Reproduce the listing below word for word, starting with the line that contains "Shot-chart audit: point to every instance of the roland" and going on through the last line of the listing.

======== Given entries

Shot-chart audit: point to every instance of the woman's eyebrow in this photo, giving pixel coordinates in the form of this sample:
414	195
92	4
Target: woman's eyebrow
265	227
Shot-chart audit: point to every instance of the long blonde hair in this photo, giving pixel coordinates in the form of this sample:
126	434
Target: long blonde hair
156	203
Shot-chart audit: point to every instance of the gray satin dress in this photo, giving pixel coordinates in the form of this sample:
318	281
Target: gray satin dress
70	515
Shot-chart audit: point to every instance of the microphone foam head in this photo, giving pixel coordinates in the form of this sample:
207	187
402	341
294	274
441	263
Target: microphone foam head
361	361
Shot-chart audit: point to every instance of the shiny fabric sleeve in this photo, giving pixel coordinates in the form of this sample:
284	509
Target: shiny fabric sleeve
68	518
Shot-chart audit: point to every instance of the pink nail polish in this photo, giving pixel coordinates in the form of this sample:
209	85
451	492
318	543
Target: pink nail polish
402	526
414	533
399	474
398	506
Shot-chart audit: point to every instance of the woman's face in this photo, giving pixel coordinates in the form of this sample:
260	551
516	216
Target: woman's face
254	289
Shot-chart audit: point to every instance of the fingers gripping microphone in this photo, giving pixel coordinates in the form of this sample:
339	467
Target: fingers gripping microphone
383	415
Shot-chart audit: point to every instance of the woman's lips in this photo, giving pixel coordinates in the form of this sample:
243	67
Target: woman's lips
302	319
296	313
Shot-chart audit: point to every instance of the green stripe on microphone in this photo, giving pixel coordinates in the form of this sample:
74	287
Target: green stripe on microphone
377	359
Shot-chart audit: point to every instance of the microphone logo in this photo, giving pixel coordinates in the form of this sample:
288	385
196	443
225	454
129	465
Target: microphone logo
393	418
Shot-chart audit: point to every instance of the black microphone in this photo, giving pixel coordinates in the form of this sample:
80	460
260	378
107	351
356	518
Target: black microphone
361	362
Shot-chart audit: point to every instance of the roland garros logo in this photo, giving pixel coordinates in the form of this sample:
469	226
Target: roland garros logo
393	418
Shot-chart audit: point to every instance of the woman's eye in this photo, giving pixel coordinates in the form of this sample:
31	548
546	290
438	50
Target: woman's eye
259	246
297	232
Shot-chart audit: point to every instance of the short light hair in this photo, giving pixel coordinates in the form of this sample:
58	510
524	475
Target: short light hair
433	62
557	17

================

## Result of the task:
Shot-chart audit: point to every instance of the roland garros logo in this photo, giving pixel coordinates in the form of this sample:
469	226
Target: roland garros logo
393	418
Shot-chart audit: point to every instance of the woman's eye in this photo, giving pixel coordinates in the form of this sample:
31	548
546	290
438	50
Target: woman's eye
259	246
297	232
Shot-chart audit: point to every instance of the short light hair in this photo, giving pixel coordinates in the form of this sample:
58	510
524	475
Target: short light hair
433	62
557	17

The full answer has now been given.